Exercise objective >> Wherever a line in the data holds the word "target", pull that line out.

(Beginning of Material shown)

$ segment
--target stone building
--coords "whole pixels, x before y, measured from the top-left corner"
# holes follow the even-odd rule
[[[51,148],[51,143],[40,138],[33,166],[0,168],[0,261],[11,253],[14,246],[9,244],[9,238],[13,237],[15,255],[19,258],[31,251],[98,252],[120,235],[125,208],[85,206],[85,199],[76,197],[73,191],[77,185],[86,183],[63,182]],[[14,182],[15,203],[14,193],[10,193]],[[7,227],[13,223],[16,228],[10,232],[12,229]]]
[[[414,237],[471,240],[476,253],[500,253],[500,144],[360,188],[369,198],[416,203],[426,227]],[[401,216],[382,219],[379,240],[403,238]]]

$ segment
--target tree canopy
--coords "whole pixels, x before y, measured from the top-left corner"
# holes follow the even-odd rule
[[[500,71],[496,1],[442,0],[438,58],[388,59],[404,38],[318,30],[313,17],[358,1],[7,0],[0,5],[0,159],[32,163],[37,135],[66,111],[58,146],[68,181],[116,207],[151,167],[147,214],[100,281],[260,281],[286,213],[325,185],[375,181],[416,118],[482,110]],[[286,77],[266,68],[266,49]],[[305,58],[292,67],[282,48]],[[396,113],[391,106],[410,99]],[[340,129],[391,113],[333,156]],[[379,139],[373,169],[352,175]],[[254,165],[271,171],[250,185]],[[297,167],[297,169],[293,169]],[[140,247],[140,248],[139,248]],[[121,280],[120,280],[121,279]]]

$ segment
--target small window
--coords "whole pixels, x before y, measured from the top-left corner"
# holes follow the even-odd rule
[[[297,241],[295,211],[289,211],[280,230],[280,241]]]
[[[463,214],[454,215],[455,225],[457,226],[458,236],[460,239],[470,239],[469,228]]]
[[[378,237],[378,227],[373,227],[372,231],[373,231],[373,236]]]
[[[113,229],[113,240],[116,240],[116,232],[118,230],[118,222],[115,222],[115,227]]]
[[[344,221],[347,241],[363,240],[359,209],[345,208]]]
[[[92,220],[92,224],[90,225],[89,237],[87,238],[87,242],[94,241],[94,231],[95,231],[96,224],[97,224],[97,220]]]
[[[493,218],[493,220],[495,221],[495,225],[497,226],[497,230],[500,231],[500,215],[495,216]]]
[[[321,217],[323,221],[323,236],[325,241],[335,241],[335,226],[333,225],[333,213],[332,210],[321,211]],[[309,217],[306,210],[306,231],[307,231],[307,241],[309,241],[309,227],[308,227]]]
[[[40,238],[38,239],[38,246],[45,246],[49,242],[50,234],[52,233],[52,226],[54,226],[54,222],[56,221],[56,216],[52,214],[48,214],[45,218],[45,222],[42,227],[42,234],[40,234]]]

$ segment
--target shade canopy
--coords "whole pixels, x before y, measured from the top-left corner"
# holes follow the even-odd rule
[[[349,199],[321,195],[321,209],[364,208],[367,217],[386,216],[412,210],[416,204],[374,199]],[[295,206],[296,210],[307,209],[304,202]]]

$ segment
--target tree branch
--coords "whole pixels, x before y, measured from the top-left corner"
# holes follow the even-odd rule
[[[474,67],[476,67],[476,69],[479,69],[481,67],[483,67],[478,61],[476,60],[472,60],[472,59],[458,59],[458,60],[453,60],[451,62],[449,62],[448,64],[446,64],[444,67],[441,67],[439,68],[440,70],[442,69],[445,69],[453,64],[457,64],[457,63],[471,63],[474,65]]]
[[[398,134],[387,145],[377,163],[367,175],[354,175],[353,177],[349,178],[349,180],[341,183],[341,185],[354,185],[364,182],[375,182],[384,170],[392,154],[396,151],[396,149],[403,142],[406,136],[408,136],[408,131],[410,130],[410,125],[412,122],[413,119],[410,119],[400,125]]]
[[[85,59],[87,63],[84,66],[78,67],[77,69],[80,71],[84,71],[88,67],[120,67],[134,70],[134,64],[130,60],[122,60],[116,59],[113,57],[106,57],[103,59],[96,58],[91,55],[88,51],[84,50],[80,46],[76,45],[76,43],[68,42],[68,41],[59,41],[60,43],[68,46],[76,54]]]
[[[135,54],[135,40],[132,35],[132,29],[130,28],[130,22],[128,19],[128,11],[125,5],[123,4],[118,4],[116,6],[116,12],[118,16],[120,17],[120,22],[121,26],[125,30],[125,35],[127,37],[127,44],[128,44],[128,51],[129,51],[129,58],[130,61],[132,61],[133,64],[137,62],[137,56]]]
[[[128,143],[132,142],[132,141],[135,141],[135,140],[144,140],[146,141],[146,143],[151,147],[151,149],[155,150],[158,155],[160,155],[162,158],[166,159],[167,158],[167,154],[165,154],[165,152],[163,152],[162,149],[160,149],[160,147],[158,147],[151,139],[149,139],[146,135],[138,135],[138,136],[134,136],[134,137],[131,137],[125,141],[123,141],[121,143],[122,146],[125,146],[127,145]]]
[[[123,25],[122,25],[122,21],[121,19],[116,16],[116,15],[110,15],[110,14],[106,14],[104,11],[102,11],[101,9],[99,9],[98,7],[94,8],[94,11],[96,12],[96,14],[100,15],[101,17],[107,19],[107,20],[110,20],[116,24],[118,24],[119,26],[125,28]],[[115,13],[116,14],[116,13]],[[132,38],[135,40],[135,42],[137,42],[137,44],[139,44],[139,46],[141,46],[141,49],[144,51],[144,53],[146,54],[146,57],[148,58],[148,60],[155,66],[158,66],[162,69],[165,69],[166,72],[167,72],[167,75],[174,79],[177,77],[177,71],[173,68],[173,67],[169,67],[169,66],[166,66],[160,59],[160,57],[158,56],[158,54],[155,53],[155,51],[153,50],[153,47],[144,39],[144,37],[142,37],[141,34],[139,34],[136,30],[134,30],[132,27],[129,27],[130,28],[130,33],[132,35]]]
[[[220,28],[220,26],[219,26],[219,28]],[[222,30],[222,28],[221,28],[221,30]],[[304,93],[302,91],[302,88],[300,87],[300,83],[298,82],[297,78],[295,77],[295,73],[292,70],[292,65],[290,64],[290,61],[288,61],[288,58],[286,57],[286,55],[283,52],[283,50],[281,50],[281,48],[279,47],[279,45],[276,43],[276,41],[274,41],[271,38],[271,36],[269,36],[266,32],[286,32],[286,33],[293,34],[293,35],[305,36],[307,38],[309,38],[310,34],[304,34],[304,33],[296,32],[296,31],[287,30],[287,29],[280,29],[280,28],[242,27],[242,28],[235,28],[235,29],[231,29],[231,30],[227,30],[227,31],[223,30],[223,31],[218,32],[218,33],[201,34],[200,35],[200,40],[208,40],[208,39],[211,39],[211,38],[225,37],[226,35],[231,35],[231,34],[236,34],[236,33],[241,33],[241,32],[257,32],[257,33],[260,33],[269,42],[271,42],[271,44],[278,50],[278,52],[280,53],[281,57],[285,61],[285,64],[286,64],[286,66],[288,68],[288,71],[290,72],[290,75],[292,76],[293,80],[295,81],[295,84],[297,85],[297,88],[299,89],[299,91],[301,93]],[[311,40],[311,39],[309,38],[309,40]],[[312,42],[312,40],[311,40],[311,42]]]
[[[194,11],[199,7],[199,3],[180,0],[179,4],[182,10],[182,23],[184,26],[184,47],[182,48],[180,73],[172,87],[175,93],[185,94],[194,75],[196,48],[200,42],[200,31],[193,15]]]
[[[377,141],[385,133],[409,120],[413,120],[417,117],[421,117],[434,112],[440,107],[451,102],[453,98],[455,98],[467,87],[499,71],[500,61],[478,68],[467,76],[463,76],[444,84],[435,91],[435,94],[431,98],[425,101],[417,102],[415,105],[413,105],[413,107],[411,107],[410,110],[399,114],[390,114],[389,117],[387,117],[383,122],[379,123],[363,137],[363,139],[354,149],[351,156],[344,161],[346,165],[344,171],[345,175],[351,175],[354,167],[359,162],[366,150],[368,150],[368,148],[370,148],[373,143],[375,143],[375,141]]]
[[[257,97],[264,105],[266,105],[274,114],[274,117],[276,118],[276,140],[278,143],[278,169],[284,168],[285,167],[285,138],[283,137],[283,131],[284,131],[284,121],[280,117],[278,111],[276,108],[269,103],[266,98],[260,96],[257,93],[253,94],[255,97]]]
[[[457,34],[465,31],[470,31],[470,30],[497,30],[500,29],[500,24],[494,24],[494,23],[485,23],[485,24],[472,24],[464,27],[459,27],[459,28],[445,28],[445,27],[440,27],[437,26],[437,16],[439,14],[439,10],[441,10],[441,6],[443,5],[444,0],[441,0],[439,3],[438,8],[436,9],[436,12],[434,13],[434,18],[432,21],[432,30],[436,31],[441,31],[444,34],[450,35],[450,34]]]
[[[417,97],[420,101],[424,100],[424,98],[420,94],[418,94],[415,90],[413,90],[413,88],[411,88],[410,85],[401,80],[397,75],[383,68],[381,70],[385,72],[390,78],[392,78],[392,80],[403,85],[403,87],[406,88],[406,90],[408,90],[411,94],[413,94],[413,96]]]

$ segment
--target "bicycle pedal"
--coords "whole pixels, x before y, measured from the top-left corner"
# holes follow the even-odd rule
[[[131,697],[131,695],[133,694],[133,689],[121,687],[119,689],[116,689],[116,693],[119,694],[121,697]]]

(End of Material shown)

Reply to the exercise >>
--target stone building
--target tree canopy
--target small window
--target shade canopy
--target tree branch
--target "bicycle pedal"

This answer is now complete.